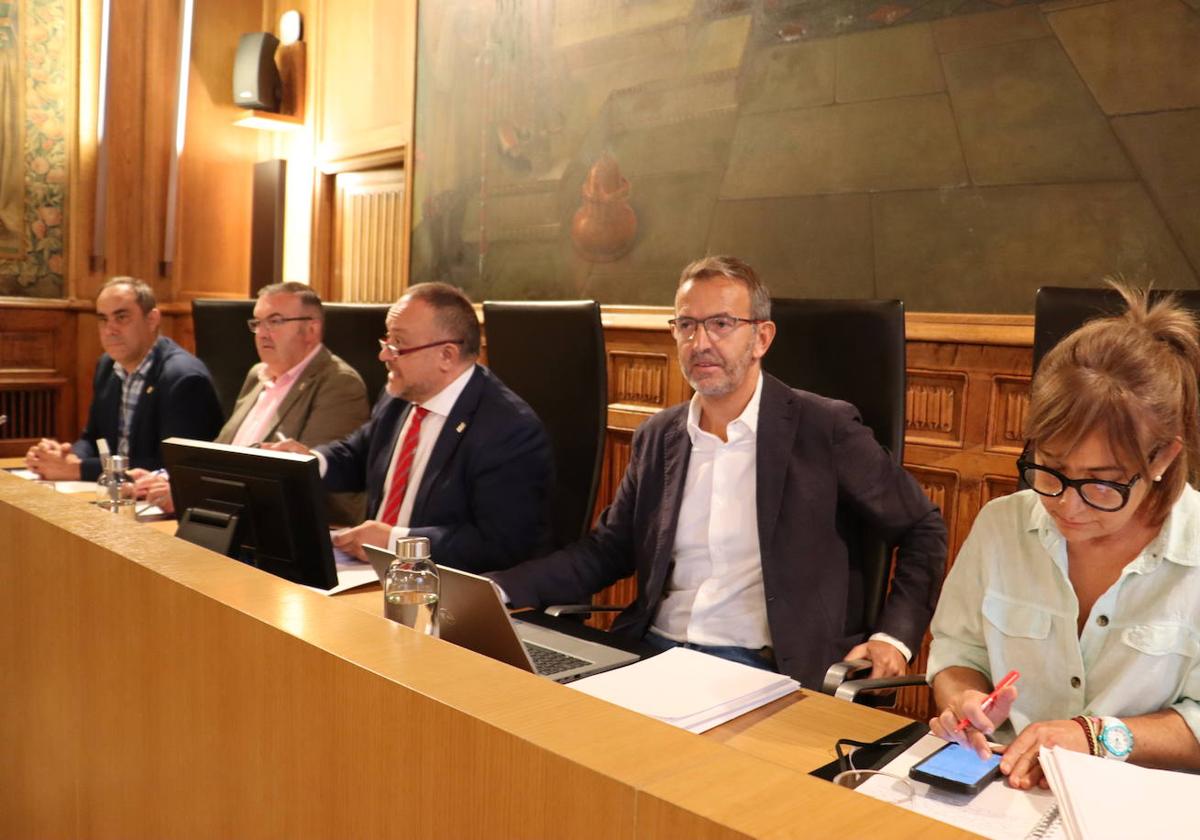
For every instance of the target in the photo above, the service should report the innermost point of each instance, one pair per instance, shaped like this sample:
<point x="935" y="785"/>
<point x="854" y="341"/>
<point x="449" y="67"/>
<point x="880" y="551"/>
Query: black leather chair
<point x="1059" y="311"/>
<point x="352" y="331"/>
<point x="852" y="351"/>
<point x="552" y="355"/>
<point x="225" y="345"/>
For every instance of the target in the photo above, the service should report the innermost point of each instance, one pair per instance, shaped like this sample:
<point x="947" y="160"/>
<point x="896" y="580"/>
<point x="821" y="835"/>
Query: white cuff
<point x="894" y="642"/>
<point x="396" y="533"/>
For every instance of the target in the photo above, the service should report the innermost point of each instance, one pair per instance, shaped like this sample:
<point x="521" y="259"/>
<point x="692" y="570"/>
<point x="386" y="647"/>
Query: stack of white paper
<point x="688" y="689"/>
<point x="1103" y="799"/>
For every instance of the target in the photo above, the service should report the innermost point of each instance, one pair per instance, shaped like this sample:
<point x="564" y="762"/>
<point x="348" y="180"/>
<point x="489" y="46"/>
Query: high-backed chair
<point x="851" y="351"/>
<point x="1059" y="311"/>
<point x="552" y="355"/>
<point x="225" y="345"/>
<point x="352" y="331"/>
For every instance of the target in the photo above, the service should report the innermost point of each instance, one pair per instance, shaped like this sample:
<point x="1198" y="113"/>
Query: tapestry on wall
<point x="34" y="97"/>
<point x="955" y="154"/>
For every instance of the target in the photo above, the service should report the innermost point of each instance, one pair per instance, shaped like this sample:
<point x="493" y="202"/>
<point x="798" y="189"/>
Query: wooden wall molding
<point x="1011" y="405"/>
<point x="639" y="378"/>
<point x="935" y="406"/>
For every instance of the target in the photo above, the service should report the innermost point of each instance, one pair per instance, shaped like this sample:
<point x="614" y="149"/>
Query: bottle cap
<point x="413" y="549"/>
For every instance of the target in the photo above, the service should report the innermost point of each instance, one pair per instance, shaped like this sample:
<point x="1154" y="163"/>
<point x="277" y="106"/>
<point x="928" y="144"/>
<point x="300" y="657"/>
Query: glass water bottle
<point x="411" y="589"/>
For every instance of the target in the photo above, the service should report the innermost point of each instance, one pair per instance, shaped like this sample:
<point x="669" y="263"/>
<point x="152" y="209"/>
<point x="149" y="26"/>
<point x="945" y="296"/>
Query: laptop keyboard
<point x="546" y="661"/>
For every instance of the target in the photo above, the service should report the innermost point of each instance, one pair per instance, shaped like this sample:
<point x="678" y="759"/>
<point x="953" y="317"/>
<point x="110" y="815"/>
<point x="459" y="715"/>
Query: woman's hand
<point x="969" y="703"/>
<point x="1020" y="761"/>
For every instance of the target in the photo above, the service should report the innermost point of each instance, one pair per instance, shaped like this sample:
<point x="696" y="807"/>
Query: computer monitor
<point x="255" y="505"/>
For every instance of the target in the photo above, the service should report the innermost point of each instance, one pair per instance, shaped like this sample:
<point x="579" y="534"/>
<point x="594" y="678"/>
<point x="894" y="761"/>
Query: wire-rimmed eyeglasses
<point x="396" y="352"/>
<point x="273" y="323"/>
<point x="717" y="327"/>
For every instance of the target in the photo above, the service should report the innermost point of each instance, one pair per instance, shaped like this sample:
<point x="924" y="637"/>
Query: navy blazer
<point x="484" y="499"/>
<point x="814" y="459"/>
<point x="178" y="400"/>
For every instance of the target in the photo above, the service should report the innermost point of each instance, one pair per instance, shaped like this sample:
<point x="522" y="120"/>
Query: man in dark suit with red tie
<point x="449" y="451"/>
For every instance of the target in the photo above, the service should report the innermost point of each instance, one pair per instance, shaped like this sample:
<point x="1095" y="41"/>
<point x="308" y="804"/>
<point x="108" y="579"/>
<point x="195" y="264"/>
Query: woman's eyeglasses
<point x="1107" y="496"/>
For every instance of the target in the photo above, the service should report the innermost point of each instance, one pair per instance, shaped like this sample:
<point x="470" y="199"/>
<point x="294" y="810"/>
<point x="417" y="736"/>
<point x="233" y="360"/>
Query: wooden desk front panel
<point x="155" y="689"/>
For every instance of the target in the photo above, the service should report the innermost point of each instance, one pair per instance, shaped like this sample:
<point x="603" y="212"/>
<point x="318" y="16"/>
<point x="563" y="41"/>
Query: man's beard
<point x="733" y="372"/>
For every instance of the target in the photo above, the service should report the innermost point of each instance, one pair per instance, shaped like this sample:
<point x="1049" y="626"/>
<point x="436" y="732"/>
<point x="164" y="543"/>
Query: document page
<point x="1105" y="799"/>
<point x="688" y="689"/>
<point x="997" y="811"/>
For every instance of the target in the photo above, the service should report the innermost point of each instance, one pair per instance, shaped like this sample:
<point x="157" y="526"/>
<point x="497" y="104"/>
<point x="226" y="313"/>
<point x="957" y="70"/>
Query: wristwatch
<point x="1115" y="738"/>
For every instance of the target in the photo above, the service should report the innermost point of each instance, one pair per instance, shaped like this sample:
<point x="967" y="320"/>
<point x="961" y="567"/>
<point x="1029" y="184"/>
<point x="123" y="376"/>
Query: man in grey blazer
<point x="298" y="391"/>
<point x="729" y="511"/>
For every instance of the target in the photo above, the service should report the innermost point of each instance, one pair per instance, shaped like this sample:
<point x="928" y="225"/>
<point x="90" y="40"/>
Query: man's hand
<point x="288" y="445"/>
<point x="886" y="660"/>
<point x="154" y="487"/>
<point x="351" y="540"/>
<point x="53" y="461"/>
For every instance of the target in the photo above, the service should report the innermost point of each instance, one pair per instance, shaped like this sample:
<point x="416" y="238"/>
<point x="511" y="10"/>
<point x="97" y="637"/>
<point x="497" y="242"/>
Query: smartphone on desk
<point x="957" y="768"/>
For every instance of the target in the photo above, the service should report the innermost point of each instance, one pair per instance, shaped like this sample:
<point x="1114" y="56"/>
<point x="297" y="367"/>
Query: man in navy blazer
<point x="475" y="474"/>
<point x="729" y="511"/>
<point x="147" y="389"/>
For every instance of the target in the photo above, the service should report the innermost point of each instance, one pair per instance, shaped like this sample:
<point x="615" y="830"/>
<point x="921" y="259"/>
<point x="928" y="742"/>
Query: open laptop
<point x="472" y="615"/>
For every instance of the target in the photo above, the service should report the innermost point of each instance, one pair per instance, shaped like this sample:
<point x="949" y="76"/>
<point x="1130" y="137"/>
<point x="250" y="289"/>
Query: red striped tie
<point x="403" y="467"/>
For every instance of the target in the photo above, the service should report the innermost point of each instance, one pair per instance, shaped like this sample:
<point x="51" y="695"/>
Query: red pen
<point x="990" y="700"/>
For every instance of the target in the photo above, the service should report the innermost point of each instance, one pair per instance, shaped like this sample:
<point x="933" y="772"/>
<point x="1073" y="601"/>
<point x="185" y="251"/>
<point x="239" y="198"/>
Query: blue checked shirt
<point x="131" y="391"/>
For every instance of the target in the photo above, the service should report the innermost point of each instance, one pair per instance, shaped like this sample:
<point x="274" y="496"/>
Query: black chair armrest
<point x="579" y="609"/>
<point x="839" y="672"/>
<point x="850" y="689"/>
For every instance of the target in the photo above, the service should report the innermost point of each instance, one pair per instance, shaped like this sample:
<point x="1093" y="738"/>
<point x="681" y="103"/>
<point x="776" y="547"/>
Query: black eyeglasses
<point x="1107" y="496"/>
<point x="395" y="352"/>
<point x="273" y="323"/>
<point x="717" y="327"/>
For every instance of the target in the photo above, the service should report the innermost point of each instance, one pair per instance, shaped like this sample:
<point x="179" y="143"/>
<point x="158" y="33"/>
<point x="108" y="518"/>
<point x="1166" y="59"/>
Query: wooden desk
<point x="155" y="689"/>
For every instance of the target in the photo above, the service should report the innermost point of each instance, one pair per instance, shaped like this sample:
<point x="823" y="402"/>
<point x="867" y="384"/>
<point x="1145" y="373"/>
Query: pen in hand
<point x="990" y="700"/>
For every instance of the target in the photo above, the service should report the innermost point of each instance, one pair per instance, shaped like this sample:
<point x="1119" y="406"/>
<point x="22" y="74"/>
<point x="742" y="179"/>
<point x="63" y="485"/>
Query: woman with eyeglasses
<point x="1089" y="582"/>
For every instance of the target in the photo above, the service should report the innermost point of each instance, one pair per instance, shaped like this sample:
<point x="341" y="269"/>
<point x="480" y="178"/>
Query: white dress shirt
<point x="715" y="592"/>
<point x="1008" y="604"/>
<point x="438" y="407"/>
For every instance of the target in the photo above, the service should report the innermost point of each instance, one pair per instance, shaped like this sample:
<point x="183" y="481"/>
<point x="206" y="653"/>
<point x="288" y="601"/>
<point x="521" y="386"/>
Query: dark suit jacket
<point x="177" y="400"/>
<point x="814" y="459"/>
<point x="484" y="497"/>
<point x="327" y="402"/>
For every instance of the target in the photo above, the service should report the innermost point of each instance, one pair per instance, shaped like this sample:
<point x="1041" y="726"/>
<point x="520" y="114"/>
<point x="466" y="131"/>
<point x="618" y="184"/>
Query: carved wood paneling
<point x="31" y="412"/>
<point x="1011" y="403"/>
<point x="639" y="378"/>
<point x="27" y="352"/>
<point x="369" y="222"/>
<point x="618" y="447"/>
<point x="995" y="486"/>
<point x="935" y="402"/>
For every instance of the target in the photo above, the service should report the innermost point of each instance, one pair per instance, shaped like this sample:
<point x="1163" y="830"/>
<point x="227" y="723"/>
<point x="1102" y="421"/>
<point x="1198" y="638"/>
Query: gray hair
<point x="721" y="265"/>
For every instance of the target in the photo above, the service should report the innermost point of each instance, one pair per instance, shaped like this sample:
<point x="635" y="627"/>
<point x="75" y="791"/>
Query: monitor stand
<point x="209" y="528"/>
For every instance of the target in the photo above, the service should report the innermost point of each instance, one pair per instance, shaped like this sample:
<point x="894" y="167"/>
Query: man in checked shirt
<point x="147" y="389"/>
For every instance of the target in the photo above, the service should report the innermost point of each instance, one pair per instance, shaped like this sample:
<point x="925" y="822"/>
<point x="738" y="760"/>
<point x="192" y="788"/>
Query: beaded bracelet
<point x="1093" y="744"/>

Task description: Which lines in the items above contain the word "wooden"? Return each of those lines in full.

Exercise solution:
Query: wooden wall molding
Query: wooden desk front panel
Query: wooden desk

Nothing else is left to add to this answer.